Restate word for word every line from the one containing "Target: dark metal bracket" to the last line of the records below.
---
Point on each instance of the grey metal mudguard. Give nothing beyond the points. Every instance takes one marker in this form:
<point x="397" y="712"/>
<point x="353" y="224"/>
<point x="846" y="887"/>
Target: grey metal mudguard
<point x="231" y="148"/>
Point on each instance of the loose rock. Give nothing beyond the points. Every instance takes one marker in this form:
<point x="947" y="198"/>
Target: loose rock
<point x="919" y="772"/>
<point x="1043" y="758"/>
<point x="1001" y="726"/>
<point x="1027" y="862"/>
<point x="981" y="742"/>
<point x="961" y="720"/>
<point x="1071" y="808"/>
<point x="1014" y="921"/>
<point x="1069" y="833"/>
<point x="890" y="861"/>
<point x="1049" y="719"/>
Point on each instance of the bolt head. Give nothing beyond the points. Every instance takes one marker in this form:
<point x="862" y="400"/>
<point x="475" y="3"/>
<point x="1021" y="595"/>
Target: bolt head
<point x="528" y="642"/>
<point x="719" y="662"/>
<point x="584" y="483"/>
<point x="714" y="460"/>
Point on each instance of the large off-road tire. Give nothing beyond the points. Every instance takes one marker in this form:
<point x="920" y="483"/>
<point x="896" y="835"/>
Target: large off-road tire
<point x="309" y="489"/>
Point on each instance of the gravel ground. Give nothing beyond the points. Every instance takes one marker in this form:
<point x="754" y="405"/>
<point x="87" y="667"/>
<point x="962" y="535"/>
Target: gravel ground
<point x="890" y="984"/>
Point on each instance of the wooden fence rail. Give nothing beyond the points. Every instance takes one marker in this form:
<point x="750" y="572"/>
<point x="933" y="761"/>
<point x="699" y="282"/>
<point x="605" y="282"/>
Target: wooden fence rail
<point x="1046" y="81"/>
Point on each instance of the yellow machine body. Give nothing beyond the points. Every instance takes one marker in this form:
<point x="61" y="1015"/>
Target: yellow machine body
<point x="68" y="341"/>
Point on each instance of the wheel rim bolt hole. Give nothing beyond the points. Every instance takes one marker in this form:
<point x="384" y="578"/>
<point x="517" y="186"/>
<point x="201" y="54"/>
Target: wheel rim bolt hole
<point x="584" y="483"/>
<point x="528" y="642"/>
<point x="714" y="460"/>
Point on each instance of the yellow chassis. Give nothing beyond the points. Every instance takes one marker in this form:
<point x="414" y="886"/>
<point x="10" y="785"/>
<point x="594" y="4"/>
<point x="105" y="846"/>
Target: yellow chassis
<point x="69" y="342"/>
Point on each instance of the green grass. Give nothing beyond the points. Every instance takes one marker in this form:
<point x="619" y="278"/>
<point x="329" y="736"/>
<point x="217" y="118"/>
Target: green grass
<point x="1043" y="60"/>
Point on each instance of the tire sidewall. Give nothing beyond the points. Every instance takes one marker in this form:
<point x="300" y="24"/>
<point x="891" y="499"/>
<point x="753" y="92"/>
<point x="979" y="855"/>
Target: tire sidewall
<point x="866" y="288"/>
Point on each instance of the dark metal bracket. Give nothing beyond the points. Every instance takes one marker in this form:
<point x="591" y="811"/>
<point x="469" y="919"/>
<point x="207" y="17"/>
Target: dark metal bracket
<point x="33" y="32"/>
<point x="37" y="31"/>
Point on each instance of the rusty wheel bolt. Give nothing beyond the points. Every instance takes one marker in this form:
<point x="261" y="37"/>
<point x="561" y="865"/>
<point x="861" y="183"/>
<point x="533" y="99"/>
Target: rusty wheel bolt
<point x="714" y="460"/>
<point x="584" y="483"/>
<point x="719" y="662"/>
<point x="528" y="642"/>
---
• Result:
Target: dark metal bracket
<point x="33" y="32"/>
<point x="37" y="31"/>
Point on each instance of the rusty wheel bolt. Give nothing beyond the points. Every instance takes one marker in this form:
<point x="261" y="37"/>
<point x="561" y="865"/>
<point x="861" y="183"/>
<point x="533" y="99"/>
Target: rusty wheel bolt
<point x="714" y="460"/>
<point x="584" y="483"/>
<point x="719" y="662"/>
<point x="528" y="642"/>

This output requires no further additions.